**提供資料:**
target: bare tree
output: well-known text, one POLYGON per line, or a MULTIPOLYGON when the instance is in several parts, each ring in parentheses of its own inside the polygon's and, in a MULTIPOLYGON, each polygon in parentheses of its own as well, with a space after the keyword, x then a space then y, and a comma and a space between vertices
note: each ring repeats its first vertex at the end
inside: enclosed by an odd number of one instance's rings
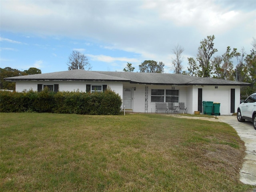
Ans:
POLYGON ((124 68, 123 71, 125 72, 133 72, 135 69, 135 68, 132 66, 132 64, 130 63, 127 63, 126 66, 124 68))
POLYGON ((154 60, 145 60, 139 65, 140 72, 141 73, 159 73, 164 72, 164 64, 161 61, 159 64, 154 60))
POLYGON ((73 69, 90 70, 92 68, 87 57, 82 53, 76 50, 73 51, 68 57, 67 65, 68 66, 68 70, 73 69))
POLYGON ((175 55, 175 58, 172 58, 172 62, 173 65, 173 69, 174 73, 180 74, 183 68, 181 63, 183 61, 184 57, 182 54, 184 51, 184 48, 179 45, 175 46, 172 50, 172 52, 175 55))
POLYGON ((215 52, 218 51, 214 48, 213 40, 215 37, 214 35, 207 36, 200 42, 196 59, 199 62, 199 66, 202 70, 199 71, 200 76, 203 77, 210 77, 213 66, 210 63, 211 57, 215 52))

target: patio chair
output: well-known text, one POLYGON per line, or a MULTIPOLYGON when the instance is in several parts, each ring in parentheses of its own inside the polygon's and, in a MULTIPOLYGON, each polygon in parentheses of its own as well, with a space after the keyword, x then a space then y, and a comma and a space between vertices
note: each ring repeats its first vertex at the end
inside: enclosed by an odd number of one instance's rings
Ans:
POLYGON ((184 102, 180 102, 179 103, 179 106, 180 106, 180 112, 182 111, 183 113, 186 112, 187 108, 185 106, 185 104, 184 102))
POLYGON ((168 113, 168 109, 166 103, 156 103, 156 113, 157 113, 159 111, 164 111, 166 113, 168 113))

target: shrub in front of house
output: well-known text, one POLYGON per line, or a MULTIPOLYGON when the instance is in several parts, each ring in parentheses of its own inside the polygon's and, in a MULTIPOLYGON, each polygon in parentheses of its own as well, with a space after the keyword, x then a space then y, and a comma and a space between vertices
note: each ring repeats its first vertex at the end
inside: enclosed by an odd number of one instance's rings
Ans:
POLYGON ((121 97, 109 89, 103 92, 55 92, 0 91, 0 112, 116 115, 120 112, 121 97))

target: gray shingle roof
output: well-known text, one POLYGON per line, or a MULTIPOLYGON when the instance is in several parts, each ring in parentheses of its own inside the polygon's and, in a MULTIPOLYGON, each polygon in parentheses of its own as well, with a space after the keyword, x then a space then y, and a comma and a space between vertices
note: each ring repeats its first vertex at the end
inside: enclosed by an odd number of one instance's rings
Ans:
POLYGON ((110 80, 130 81, 122 78, 110 76, 91 71, 77 69, 53 73, 35 74, 5 78, 9 80, 110 80))
POLYGON ((139 73, 109 71, 91 71, 80 69, 43 74, 5 78, 7 80, 98 80, 129 82, 131 83, 177 85, 249 86, 243 82, 209 78, 188 76, 181 74, 139 73))

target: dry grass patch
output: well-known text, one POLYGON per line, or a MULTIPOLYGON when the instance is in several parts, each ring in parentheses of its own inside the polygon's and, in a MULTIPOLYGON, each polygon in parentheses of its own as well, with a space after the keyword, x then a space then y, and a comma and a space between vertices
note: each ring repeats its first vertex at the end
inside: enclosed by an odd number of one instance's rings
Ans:
POLYGON ((223 123, 158 114, 1 114, 3 191, 246 191, 223 123))

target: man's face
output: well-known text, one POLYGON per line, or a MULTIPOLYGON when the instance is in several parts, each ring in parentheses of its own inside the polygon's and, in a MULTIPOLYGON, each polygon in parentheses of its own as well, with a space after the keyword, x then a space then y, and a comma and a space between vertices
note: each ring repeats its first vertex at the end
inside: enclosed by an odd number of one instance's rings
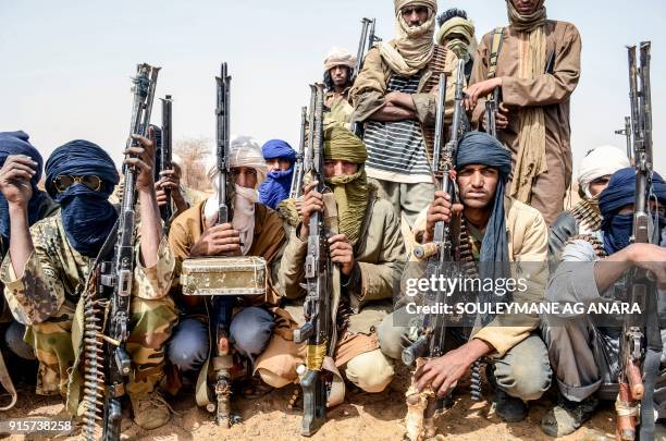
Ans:
POLYGON ((356 162, 343 161, 342 159, 324 161, 324 177, 349 175, 357 171, 358 164, 356 162))
POLYGON ((428 20, 428 8, 405 7, 400 10, 400 14, 409 27, 418 27, 428 20))
POLYGON ((333 81, 333 86, 335 87, 344 87, 347 85, 349 81, 349 68, 346 65, 336 65, 335 68, 329 71, 331 74, 331 81, 333 81))
POLYGON ((292 163, 286 159, 273 158, 267 159, 266 166, 268 168, 268 172, 270 173, 272 171, 287 171, 289 170, 289 167, 292 167, 292 163))
POLYGON ((231 172, 236 185, 246 188, 255 188, 257 186, 257 170, 251 167, 234 167, 231 169, 231 172))
POLYGON ((606 174, 605 176, 601 176, 592 181, 590 183, 590 194, 592 195, 592 197, 599 195, 601 192, 606 189, 609 180, 610 175, 606 174))
POLYGON ((539 0, 511 0, 511 3, 520 15, 529 15, 536 9, 539 0))
POLYGON ((488 166, 465 166, 457 173, 460 197, 470 208, 489 206, 495 197, 495 189, 499 181, 499 172, 488 166))

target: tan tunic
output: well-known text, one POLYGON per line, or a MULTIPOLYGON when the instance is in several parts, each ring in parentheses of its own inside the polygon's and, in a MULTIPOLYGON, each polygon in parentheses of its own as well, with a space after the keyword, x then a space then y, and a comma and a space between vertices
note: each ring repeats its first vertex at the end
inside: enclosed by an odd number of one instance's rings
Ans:
MULTIPOLYGON (((497 131, 497 137, 513 154, 518 152, 521 107, 541 106, 545 114, 547 172, 539 175, 532 187, 531 206, 541 211, 551 224, 564 210, 564 198, 571 183, 571 128, 569 126, 569 98, 580 77, 581 39, 576 26, 567 22, 546 22, 546 60, 552 69, 534 79, 520 79, 519 38, 507 27, 499 57, 497 77, 503 78, 502 101, 510 109, 509 126, 497 131)), ((483 36, 474 57, 470 84, 486 79, 492 45, 492 33, 483 36)), ((473 120, 483 119, 485 100, 477 105, 473 120)))

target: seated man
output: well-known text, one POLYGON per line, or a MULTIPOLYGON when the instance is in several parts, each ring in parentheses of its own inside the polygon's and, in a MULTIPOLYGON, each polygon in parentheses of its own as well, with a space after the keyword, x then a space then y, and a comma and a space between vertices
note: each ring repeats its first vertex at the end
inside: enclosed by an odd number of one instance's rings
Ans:
MULTIPOLYGON (((477 262, 535 266, 531 277, 523 275, 528 279, 528 290, 521 295, 531 302, 542 301, 547 228, 539 211, 505 195, 510 174, 509 151, 492 136, 471 132, 460 140, 455 163, 461 206, 452 207, 449 196, 437 191, 427 215, 421 213, 415 224, 415 237, 428 244, 433 240, 436 222, 459 221, 460 238, 454 241, 459 243, 454 256, 461 255, 462 246, 468 243, 468 247, 471 245, 468 259, 477 262)), ((416 272, 421 267, 411 264, 409 269, 419 278, 422 274, 416 272)), ((408 271, 407 275, 412 274, 408 271)), ((484 274, 480 277, 483 279, 484 274)), ((514 302, 519 299, 514 293, 514 302)), ((382 351, 396 359, 412 343, 412 330, 406 326, 408 319, 403 322, 408 314, 403 302, 397 302, 397 310, 379 328, 382 351)), ((446 395, 477 359, 485 357, 491 381, 496 383, 497 415, 509 422, 522 420, 528 414, 525 402, 538 400, 548 389, 551 367, 538 334, 539 317, 516 316, 517 319, 496 316, 485 326, 476 327, 471 335, 462 332, 464 328, 452 328, 451 332, 447 329, 446 338, 451 339, 445 344, 457 347, 417 370, 419 391, 430 387, 440 396, 446 395), (532 363, 525 364, 526 359, 532 363)))
POLYGON ((602 146, 588 151, 578 170, 580 201, 560 213, 548 230, 548 261, 554 271, 562 249, 569 238, 590 234, 601 225, 599 195, 608 185, 610 175, 629 167, 627 154, 613 146, 602 146))
MULTIPOLYGON (((178 262, 188 257, 258 256, 267 260, 270 274, 285 237, 278 213, 257 201, 257 187, 266 176, 266 164, 259 145, 252 138, 240 136, 231 144, 230 167, 234 186, 229 189, 233 195, 230 207, 232 222, 215 224, 219 208, 215 193, 174 220, 169 243, 178 262)), ((217 167, 210 170, 209 179, 217 188, 217 167)), ((252 363, 263 352, 273 328, 281 327, 276 308, 279 297, 271 278, 268 279, 266 296, 237 297, 240 309, 230 327, 234 348, 252 363)), ((210 319, 202 297, 178 298, 182 317, 169 342, 168 357, 182 375, 192 376, 199 372, 210 356, 210 319)))
MULTIPOLYGON (((124 161, 138 170, 136 188, 143 220, 137 234, 140 238, 127 343, 133 371, 125 390, 134 421, 153 429, 170 419, 169 408, 155 387, 163 377, 163 345, 176 320, 168 296, 174 259, 162 240, 153 189, 153 144, 143 137, 138 140, 139 147, 125 150, 136 157, 124 161)), ((73 321, 77 328, 77 304, 84 299, 88 274, 118 219, 108 199, 119 175, 109 155, 92 143, 77 139, 58 147, 46 164, 46 189, 62 208, 28 229, 33 189, 27 184, 36 166, 30 160, 16 160, 12 170, 7 170, 12 180, 0 182, 9 203, 12 231, 0 279, 12 314, 27 326, 25 340, 39 359, 37 393, 66 396, 67 411, 73 415, 81 396, 75 389, 83 384, 74 366, 81 345, 72 341, 73 321)))
POLYGON ((259 203, 278 209, 278 204, 289 197, 296 151, 282 139, 268 140, 261 147, 268 174, 259 187, 259 203))
MULTIPOLYGON (((664 233, 666 183, 655 173, 653 184, 659 211, 658 225, 655 228, 664 233)), ((661 246, 629 244, 633 229, 634 200, 636 170, 628 168, 615 172, 599 199, 603 217, 601 228, 591 234, 570 241, 565 246, 560 264, 546 291, 548 302, 585 304, 603 299, 628 302, 626 297, 628 280, 625 270, 631 266, 653 271, 663 285, 666 281, 664 274, 666 235, 661 235, 661 246)), ((666 318, 663 314, 663 294, 661 291, 658 296, 662 322, 666 318)), ((600 316, 587 314, 547 318, 544 323, 544 336, 551 364, 557 376, 560 396, 557 406, 541 420, 541 428, 545 433, 551 437, 572 433, 592 417, 599 399, 615 401, 621 324, 621 320, 615 321, 613 317, 605 316, 600 319, 600 316)), ((662 335, 664 339, 666 335, 664 331, 662 335)), ((663 356, 662 362, 664 362, 663 356)), ((666 418, 665 368, 666 366, 662 364, 662 375, 655 391, 658 418, 666 418)))
MULTIPOLYGON (((394 375, 391 362, 379 350, 374 327, 390 308, 386 299, 398 287, 406 257, 391 204, 378 198, 377 188, 367 182, 367 155, 363 143, 348 130, 333 126, 325 131, 323 174, 334 195, 331 205, 337 207, 340 225, 337 233, 329 237, 329 257, 340 268, 341 282, 332 286, 332 295, 340 298, 337 319, 333 320, 337 323, 333 359, 349 381, 374 393, 383 391, 394 375)), ((282 258, 280 286, 282 294, 293 301, 306 294, 301 283, 310 216, 324 210, 324 197, 314 191, 314 185, 310 183, 305 188, 300 223, 292 231, 282 258)), ((334 215, 326 211, 325 216, 334 215)), ((332 280, 336 280, 334 275, 332 280)), ((294 317, 303 317, 300 305, 288 310, 294 311, 294 317)), ((275 388, 296 382, 296 370, 305 363, 305 344, 296 345, 291 335, 273 335, 257 370, 275 388)))

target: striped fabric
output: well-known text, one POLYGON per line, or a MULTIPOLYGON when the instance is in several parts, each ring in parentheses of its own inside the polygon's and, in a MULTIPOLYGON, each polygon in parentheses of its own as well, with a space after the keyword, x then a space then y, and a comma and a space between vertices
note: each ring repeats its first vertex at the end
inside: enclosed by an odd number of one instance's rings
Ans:
MULTIPOLYGON (((415 94, 419 81, 420 75, 392 76, 387 91, 415 94)), ((365 130, 368 176, 403 183, 432 181, 430 166, 425 159, 425 143, 418 121, 368 121, 365 130)))

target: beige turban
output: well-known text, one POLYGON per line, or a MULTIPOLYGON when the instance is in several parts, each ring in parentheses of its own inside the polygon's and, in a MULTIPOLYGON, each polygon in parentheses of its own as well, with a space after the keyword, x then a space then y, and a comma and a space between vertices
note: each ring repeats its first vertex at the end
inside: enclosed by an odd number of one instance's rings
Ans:
POLYGON ((382 59, 392 71, 403 76, 416 75, 432 59, 437 3, 434 0, 394 0, 396 38, 380 45, 382 59), (409 27, 403 19, 406 7, 428 8, 428 20, 421 26, 409 27))
POLYGON ((578 185, 585 196, 592 197, 590 194, 592 181, 630 166, 627 154, 619 148, 613 146, 596 147, 580 162, 578 168, 578 185))
POLYGON ((326 53, 324 69, 330 71, 336 65, 346 65, 349 69, 354 69, 356 66, 356 57, 349 53, 347 49, 334 47, 326 53))

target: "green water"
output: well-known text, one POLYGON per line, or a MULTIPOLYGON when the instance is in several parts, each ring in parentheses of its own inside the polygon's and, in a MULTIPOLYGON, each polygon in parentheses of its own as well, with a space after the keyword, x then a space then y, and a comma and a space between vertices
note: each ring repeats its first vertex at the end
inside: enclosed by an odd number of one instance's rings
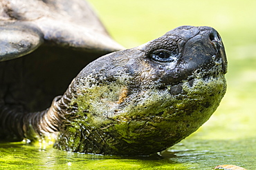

**小問:**
「target: shrub in front of house」を含む行から「POLYGON ((139 73, 109」を含む行までだけを、「shrub」を「bush」に差し替えて書き直せ。ほかの部分は一切変えないこと。

**解答:**
target: bush in front of house
output: well-known text, one POLYGON per line, or a MULTIPOLYGON when the instance is in several parts, each ring in parentheses of its own inside the polygon's and, in a MULTIPOLYGON, each polygon in parentheses of its own as well, with a space after the keyword, x then a space then y, and a comma and a space between vertices
note: each ring repeats its first vertex at the end
inside: enclosed by an odd number of one instance's rings
Ans:
POLYGON ((121 97, 109 89, 103 92, 55 92, 0 91, 0 112, 116 115, 120 112, 121 97))

target: gray shingle roof
output: well-known text, one POLYGON per line, or a MULTIPOLYGON when the instance is in several parts, each ring in parentheses of its own inside the polygon's and, in a MULTIPOLYGON, each polygon in parentheses of its own as well, with a space after the keyword, x then a space then y, and a comma and a space between vertices
note: each ring repeats its first vertex at the end
inside: enclosed by an odd number of one instance's rings
Ans:
POLYGON ((110 80, 130 81, 122 78, 110 76, 91 71, 77 69, 53 73, 35 74, 5 78, 9 80, 110 80))
POLYGON ((139 73, 109 71, 91 71, 80 69, 43 74, 5 78, 7 80, 98 80, 129 82, 131 83, 177 85, 249 86, 243 82, 209 78, 188 76, 181 74, 139 73))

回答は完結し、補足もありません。